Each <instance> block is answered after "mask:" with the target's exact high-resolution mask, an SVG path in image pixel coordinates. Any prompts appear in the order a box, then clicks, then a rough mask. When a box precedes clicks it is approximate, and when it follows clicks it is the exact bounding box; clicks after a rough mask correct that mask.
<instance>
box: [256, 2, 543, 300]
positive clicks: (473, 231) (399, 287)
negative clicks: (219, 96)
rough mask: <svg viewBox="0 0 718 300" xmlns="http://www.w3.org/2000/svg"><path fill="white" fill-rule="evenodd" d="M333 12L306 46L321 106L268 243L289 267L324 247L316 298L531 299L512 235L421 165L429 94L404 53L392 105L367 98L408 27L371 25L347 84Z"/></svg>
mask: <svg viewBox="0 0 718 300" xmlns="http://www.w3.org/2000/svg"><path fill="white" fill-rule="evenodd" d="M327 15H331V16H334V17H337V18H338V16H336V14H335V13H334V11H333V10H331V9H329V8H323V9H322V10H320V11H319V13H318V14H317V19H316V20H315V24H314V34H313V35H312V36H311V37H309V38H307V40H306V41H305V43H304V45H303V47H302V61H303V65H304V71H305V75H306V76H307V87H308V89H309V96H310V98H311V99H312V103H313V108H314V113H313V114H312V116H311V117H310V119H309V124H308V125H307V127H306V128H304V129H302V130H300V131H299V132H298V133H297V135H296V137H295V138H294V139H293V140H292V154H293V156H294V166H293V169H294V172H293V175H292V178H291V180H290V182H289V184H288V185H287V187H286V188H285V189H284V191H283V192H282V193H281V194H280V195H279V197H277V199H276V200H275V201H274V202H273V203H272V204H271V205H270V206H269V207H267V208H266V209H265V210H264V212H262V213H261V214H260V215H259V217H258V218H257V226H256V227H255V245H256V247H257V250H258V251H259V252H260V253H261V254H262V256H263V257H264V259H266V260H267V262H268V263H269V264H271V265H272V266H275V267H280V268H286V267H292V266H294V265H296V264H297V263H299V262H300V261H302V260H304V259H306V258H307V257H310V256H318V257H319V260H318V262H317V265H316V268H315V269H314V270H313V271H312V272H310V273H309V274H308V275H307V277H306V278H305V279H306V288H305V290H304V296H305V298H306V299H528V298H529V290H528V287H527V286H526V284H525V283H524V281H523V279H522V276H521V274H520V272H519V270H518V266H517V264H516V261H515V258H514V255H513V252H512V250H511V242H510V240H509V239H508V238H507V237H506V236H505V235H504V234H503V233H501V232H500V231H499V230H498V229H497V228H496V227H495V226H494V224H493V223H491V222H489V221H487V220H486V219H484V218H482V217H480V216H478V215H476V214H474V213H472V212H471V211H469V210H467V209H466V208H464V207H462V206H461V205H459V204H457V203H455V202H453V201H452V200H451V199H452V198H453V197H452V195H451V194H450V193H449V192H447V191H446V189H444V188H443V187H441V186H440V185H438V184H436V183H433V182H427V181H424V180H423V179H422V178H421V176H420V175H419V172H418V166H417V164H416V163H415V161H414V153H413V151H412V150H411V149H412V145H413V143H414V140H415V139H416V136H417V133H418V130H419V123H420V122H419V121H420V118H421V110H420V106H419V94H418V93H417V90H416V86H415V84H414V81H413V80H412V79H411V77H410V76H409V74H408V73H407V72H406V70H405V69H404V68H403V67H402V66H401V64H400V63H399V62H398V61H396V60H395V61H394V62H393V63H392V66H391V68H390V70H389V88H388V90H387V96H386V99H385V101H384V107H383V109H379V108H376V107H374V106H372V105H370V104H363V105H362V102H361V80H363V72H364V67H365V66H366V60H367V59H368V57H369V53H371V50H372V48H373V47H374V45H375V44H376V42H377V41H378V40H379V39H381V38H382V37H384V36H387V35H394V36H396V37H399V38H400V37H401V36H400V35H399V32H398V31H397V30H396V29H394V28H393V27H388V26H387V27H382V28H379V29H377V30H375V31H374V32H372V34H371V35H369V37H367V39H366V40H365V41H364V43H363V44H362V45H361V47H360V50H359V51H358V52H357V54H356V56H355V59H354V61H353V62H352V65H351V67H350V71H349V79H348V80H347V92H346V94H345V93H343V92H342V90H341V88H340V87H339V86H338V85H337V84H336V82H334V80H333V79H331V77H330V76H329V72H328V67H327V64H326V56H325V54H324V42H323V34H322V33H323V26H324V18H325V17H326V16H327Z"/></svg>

——————

§ Assignment: Can you echo back, word for word, the stretch of the entries running from their very first line through the line that contains "box: [256, 2, 543, 300]"?

§ Response below:
Each <instance> block is answered after "mask:" with the target's exact high-resolution mask, an SVG path in image pixel coordinates. Any prompts appear in the order a box, then clicks, then a rough mask. When a box precedes clicks it is approximate, and when it follows clicks it is the exact bounding box; clicks after a rough mask correct that mask.
<instance>
box: [256, 2, 543, 300]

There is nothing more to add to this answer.